**DIRECTION**:
How many lines in the items below contain the word "mouth"? Reply with the number alone.

**DATA LISTING**:
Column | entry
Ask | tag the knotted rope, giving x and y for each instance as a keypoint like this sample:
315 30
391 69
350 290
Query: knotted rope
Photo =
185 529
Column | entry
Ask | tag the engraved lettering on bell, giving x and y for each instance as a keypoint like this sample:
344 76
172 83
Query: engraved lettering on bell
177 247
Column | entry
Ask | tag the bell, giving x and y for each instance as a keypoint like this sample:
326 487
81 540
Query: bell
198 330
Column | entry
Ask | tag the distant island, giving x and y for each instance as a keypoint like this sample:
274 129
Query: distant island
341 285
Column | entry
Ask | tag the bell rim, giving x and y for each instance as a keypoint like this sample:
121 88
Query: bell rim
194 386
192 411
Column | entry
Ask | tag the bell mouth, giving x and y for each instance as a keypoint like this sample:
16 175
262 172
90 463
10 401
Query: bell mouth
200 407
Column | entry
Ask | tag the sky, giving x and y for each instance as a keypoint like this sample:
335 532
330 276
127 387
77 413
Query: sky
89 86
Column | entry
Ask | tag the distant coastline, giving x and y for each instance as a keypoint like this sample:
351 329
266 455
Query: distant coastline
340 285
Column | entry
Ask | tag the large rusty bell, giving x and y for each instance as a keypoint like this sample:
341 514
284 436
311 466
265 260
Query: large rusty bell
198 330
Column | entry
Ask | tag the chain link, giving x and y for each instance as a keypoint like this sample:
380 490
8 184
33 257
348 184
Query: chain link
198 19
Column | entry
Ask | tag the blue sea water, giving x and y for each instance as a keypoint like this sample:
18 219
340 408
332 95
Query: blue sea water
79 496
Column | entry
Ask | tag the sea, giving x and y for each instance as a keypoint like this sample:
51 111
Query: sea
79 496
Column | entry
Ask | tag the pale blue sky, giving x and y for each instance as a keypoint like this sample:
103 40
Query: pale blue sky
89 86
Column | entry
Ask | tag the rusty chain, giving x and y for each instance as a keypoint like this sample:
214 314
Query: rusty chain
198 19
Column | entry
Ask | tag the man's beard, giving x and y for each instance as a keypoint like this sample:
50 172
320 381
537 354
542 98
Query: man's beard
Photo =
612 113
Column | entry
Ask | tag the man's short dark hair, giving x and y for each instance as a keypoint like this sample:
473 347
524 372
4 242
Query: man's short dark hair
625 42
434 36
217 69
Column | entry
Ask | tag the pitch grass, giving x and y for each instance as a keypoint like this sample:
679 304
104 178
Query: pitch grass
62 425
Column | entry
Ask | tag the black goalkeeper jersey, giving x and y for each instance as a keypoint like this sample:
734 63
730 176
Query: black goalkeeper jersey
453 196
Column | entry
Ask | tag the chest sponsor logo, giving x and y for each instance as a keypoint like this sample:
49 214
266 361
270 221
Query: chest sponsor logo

**WRITTEN RESPONSE**:
2